EXERCISE INSTRUCTIONS. The expected output is the line bearing "the red sock" followed by all remaining lines of the records, each restated word for word.

Dataset entries
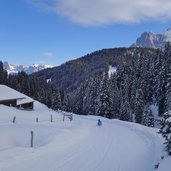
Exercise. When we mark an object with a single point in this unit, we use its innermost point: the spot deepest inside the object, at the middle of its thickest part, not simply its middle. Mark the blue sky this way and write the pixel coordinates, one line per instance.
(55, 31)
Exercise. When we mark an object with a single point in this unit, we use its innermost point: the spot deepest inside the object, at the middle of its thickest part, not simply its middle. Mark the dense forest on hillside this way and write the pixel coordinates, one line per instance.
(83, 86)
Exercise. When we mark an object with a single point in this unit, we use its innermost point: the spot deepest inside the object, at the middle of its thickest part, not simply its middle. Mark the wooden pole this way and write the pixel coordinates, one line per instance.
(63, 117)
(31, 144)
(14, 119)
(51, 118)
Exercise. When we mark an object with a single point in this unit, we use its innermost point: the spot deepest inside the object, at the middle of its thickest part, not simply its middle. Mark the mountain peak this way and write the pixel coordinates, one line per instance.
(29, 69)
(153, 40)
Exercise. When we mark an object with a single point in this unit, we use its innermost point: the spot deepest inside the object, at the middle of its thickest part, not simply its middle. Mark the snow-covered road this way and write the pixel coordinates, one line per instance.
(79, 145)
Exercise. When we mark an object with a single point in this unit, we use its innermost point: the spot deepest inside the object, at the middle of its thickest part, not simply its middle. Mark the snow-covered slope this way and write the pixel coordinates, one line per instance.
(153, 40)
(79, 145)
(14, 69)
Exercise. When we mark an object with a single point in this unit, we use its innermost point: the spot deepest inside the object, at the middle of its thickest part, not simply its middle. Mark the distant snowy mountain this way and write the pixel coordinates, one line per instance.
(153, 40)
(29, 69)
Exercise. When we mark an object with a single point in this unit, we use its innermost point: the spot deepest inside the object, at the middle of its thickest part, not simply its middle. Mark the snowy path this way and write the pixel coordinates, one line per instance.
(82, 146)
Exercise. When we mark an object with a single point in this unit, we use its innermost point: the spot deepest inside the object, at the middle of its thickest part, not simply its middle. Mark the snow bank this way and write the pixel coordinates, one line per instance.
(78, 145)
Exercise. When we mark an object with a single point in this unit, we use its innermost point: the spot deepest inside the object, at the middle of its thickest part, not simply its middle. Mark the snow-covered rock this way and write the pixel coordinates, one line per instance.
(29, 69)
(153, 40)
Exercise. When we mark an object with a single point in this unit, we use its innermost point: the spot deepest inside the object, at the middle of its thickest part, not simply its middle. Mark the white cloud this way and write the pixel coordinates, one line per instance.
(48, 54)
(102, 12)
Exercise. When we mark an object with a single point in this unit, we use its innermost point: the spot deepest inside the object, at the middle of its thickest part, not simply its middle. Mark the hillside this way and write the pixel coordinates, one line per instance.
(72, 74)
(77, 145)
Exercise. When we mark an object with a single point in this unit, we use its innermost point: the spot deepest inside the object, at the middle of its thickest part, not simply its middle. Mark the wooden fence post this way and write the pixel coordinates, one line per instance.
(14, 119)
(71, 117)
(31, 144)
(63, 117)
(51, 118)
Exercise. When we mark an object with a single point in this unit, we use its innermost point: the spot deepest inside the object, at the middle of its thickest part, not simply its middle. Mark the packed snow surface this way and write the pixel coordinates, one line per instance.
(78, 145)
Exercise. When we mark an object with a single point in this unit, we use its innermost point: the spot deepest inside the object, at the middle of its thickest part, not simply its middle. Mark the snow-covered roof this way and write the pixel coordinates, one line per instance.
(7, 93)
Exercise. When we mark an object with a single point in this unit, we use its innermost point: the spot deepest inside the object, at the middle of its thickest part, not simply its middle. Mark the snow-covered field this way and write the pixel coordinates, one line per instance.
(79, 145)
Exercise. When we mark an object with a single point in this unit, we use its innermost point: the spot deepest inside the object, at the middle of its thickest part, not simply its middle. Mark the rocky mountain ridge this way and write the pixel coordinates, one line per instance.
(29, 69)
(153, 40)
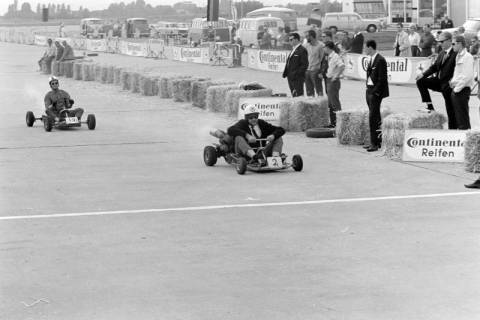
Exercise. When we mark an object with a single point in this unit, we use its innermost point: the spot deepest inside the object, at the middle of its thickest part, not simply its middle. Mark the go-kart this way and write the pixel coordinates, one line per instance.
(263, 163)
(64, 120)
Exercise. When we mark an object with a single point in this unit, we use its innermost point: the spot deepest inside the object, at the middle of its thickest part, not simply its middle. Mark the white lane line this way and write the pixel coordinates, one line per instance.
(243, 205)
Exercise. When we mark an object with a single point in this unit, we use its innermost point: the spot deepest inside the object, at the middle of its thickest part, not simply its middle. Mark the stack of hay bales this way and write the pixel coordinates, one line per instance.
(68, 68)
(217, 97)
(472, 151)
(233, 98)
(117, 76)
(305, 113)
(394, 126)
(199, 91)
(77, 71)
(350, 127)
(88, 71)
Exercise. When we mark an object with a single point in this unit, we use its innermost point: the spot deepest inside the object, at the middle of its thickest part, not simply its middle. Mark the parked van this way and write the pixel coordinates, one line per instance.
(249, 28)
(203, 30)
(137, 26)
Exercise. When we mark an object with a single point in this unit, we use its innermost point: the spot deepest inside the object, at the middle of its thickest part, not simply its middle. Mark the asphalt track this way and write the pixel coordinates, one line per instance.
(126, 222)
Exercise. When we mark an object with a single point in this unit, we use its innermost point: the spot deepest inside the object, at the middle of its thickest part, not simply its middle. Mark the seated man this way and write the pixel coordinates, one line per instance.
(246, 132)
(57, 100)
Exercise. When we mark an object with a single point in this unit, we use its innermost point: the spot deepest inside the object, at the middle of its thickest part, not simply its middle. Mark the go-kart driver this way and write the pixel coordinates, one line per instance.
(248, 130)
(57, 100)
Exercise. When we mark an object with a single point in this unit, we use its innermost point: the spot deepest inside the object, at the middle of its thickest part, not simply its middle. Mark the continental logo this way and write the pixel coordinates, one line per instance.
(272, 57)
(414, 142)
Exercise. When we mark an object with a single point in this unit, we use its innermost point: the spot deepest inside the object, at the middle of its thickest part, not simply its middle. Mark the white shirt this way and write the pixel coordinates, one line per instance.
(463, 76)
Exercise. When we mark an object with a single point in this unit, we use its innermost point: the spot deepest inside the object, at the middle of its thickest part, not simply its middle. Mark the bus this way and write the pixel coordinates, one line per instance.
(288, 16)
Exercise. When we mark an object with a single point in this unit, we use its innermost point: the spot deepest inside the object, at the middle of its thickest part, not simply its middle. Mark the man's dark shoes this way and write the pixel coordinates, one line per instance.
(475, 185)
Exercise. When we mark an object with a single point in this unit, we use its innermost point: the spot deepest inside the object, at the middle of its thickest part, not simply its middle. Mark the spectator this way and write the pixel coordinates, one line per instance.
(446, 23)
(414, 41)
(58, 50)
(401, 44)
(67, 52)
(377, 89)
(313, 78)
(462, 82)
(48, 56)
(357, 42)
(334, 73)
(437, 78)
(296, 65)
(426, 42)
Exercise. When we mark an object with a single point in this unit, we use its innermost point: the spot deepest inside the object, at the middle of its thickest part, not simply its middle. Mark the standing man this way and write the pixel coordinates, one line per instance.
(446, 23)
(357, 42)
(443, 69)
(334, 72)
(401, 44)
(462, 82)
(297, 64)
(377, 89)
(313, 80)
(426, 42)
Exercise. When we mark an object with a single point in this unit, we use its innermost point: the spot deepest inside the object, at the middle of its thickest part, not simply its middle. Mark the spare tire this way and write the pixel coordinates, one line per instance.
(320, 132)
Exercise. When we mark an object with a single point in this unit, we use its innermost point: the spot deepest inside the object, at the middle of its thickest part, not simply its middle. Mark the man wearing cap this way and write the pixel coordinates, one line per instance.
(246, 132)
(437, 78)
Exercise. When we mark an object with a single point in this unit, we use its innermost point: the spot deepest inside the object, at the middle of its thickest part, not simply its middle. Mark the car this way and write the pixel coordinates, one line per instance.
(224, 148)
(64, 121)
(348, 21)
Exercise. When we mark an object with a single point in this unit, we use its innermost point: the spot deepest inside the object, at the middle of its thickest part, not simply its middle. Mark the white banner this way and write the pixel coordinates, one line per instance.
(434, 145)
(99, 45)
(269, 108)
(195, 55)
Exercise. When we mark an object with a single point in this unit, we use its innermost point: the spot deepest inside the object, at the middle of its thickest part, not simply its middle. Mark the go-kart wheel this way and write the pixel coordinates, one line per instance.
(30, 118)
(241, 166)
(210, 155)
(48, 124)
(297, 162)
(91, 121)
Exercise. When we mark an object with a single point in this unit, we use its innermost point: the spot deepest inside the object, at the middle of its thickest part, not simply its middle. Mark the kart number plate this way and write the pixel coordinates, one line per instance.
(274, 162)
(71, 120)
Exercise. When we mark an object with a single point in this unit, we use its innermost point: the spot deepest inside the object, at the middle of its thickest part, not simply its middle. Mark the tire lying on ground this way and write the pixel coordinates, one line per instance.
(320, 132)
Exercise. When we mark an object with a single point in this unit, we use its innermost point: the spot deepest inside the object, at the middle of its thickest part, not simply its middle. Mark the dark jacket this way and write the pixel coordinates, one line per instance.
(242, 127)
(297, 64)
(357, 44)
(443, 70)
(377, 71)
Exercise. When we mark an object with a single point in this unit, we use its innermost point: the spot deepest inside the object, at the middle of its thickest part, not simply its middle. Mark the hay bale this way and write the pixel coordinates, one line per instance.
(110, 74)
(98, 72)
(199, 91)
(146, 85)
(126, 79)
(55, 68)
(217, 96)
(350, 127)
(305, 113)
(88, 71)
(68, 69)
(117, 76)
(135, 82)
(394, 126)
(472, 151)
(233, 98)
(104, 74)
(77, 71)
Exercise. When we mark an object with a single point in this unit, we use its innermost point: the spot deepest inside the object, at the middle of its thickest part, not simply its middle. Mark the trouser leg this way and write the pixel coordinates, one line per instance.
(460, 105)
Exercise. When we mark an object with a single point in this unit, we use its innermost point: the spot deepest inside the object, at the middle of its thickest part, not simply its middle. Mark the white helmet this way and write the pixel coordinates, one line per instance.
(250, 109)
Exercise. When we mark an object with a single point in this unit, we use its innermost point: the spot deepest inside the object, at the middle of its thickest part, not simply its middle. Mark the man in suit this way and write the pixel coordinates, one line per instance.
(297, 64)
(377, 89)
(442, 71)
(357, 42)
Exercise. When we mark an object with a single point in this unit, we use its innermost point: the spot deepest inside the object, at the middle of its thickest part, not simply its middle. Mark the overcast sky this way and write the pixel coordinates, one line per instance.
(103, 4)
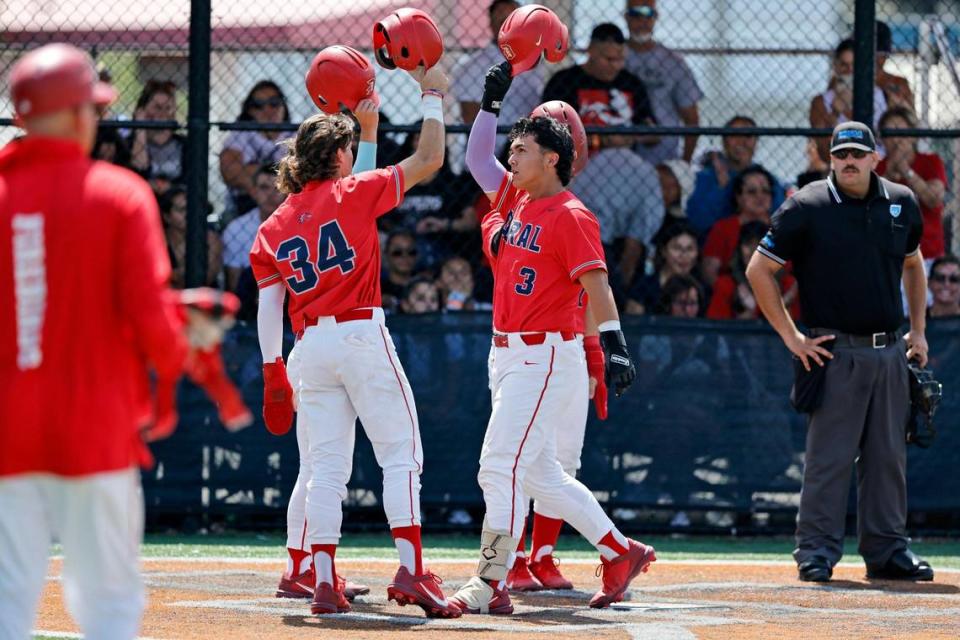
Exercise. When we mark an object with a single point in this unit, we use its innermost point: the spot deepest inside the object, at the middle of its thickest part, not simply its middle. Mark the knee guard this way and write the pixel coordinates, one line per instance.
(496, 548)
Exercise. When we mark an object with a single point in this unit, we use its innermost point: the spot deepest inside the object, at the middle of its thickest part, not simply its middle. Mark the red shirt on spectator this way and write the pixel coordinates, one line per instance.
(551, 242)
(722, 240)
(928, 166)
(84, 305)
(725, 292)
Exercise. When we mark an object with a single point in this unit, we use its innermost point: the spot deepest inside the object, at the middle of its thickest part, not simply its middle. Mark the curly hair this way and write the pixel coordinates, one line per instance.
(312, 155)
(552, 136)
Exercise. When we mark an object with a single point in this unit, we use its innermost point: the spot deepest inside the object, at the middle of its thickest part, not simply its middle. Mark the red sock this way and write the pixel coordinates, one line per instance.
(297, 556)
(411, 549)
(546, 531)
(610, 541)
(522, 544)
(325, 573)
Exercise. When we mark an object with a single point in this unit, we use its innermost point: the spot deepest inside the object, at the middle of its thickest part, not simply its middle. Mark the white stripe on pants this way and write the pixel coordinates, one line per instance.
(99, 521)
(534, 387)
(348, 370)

ANSWER BELOW.
Exercise. When we mark an object with a single point in this unit, we use its innermost point: the spot deepest inside the object, at the middle of its thickest part, not simply its middle. Mark the red sock this way and write the pixel coordinates, one line per instance.
(297, 556)
(411, 549)
(546, 531)
(610, 541)
(522, 544)
(325, 573)
Exercise. When we mark an object with a single point in this unit, we use its innermost point: the spot deepest inside the object, at the middle of its thickest part, not simply its middle. Mark the white stripe on pants this way and write the pixel coordinates, one line per instance.
(99, 521)
(534, 387)
(348, 370)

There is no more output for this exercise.